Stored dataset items
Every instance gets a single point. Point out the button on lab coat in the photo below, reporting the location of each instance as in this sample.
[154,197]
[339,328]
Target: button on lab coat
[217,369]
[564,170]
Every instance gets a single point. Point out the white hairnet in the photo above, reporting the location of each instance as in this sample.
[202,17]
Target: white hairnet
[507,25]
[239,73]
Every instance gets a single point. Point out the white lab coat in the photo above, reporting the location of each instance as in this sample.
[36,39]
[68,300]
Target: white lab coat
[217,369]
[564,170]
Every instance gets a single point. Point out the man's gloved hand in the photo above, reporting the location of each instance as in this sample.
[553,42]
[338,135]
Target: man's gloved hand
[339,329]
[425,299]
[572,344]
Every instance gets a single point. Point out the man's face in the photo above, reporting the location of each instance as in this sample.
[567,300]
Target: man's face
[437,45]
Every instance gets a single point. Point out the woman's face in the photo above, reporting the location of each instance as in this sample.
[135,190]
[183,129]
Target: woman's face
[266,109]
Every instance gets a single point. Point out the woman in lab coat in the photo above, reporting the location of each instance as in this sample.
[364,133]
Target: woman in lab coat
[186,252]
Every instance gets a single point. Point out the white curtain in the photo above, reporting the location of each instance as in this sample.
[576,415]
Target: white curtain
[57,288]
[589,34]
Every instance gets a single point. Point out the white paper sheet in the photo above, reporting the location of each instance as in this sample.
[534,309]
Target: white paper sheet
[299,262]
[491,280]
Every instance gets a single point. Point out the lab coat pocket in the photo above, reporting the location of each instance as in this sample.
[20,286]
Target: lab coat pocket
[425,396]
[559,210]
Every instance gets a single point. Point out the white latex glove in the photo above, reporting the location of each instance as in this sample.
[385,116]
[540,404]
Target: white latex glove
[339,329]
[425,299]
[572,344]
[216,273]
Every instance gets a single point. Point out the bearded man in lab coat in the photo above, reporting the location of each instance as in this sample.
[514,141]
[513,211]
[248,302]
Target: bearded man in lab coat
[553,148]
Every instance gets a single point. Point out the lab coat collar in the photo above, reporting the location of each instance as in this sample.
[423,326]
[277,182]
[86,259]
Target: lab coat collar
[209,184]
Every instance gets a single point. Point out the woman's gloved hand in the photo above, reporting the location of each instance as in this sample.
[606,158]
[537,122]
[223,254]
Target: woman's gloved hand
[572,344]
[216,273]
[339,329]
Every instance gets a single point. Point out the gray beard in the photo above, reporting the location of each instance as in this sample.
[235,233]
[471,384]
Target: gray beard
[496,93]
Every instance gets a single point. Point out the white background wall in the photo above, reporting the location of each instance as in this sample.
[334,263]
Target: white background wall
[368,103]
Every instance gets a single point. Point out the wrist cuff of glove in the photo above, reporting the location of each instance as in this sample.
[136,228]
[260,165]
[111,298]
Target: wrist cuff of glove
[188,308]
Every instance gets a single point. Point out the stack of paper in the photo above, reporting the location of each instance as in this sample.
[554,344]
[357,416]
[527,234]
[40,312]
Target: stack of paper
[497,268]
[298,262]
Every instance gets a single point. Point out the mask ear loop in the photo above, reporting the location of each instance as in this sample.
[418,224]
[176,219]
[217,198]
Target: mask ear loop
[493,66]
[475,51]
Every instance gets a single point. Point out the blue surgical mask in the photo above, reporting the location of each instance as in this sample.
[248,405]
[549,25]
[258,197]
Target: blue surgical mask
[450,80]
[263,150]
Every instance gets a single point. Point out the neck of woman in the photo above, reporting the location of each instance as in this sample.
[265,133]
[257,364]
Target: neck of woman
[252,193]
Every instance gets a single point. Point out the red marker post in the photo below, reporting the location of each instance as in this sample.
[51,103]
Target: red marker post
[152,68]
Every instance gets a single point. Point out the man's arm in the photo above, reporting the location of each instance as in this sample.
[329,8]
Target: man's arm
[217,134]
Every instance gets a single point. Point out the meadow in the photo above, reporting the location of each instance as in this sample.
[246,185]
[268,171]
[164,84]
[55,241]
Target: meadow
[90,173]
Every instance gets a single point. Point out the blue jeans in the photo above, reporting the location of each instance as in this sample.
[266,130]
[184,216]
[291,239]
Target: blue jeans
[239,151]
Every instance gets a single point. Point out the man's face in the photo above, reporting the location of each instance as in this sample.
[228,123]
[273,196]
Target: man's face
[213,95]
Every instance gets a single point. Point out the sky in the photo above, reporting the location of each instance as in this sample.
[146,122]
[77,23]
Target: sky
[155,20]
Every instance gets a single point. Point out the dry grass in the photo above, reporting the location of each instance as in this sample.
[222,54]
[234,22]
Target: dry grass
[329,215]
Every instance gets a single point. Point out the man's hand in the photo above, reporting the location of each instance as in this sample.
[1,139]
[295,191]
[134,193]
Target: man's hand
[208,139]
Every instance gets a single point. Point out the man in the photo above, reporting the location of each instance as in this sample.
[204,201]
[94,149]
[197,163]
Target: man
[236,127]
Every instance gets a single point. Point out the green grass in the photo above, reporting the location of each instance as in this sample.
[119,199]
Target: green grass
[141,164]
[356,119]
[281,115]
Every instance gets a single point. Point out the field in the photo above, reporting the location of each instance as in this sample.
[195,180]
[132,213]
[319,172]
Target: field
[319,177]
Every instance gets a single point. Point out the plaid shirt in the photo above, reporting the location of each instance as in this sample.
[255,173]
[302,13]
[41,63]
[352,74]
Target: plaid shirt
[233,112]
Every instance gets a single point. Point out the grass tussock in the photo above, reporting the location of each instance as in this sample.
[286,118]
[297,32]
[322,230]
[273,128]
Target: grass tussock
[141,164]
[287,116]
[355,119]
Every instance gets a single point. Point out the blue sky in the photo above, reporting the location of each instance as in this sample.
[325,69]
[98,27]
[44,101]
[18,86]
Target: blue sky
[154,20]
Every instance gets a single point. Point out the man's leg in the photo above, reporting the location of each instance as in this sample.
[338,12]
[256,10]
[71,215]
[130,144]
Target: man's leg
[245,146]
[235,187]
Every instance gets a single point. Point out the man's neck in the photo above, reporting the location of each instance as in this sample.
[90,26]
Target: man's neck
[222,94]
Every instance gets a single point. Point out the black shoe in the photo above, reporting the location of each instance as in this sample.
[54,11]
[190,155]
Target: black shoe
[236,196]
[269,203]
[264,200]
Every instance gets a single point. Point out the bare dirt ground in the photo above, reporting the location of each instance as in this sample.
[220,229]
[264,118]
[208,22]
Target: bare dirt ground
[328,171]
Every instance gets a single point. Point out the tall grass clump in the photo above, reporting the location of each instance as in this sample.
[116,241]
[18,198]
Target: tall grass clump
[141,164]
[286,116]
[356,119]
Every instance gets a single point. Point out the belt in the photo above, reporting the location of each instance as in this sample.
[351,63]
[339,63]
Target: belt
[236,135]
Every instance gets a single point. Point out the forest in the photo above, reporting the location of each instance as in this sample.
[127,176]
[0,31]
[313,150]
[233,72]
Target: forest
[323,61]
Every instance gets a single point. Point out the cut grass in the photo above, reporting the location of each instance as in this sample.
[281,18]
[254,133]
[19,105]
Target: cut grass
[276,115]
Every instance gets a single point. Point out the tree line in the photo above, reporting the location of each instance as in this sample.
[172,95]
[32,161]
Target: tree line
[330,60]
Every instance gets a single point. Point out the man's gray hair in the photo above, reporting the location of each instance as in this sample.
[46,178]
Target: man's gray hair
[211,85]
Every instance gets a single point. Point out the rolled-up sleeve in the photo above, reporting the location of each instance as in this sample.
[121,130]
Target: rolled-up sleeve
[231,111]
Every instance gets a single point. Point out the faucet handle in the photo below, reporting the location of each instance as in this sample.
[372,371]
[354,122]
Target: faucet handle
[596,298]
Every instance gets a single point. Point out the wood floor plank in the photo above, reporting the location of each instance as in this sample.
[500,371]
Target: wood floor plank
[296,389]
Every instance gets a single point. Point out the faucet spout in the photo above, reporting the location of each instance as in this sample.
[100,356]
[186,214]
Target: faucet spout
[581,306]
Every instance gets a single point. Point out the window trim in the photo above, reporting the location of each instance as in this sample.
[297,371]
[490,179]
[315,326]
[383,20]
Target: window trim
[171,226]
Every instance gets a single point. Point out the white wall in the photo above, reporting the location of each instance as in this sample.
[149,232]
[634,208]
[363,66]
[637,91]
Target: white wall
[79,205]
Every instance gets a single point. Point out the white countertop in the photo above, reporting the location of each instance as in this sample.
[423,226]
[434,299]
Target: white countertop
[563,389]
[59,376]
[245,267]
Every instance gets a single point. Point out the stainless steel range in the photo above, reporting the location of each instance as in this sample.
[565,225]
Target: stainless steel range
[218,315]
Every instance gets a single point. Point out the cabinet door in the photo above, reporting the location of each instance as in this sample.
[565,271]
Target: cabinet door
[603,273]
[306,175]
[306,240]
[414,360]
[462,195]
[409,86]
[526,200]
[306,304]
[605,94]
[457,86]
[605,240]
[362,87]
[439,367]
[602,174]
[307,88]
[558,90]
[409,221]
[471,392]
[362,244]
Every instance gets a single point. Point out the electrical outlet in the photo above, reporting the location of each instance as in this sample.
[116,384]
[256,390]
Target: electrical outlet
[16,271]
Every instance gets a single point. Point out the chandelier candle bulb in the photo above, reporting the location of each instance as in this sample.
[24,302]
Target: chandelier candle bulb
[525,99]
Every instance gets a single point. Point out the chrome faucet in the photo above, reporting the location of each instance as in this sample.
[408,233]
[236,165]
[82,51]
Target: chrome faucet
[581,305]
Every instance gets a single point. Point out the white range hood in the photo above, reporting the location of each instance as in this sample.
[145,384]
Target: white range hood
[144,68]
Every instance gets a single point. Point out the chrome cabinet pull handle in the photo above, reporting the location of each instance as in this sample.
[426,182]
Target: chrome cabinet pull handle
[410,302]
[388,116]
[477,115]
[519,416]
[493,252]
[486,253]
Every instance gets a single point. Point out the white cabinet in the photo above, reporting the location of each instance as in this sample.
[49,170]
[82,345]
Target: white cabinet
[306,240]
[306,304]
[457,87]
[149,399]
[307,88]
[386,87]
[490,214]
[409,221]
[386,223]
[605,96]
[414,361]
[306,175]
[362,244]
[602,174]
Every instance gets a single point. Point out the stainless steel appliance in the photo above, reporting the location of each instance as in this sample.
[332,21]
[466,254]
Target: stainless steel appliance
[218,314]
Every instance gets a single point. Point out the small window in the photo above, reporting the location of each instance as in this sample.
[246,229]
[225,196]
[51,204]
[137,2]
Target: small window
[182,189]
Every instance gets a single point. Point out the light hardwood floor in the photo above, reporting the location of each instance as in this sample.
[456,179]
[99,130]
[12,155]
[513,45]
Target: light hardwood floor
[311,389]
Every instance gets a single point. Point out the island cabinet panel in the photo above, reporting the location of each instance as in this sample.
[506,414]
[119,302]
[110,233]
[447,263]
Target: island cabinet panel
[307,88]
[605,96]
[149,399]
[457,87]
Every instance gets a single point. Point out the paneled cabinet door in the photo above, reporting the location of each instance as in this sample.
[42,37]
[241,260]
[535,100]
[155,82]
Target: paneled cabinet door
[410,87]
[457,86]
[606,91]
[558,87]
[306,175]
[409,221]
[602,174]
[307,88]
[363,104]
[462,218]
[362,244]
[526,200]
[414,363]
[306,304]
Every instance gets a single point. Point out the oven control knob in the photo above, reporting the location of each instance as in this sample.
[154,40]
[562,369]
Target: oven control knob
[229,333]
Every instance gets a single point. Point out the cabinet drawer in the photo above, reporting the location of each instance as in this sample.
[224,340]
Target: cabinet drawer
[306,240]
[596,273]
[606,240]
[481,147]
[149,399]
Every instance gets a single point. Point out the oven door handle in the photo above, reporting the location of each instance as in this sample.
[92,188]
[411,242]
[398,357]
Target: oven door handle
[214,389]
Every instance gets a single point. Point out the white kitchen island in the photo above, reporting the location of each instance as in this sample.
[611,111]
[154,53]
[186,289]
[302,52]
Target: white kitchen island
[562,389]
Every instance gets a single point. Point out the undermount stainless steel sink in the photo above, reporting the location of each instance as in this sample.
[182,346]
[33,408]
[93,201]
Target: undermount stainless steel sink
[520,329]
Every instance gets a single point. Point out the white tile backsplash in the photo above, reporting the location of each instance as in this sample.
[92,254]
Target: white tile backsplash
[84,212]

_WORK TO BE COMPLETED_: All lines in the data that contain the word "below" should be copied.

_RESULT FOR THIS TASK_:
Every instance gets a single point. Point out the button on lab coat in the photo below, reporting the location of each instance as in this sample.
Every instance gets a single point. Point out the red marker post in the photo below, reporting the location of each instance as in this sample.
Every instance gets a single point. Point out the faucet handle in the photo below, reporting the location of each instance as in this sample.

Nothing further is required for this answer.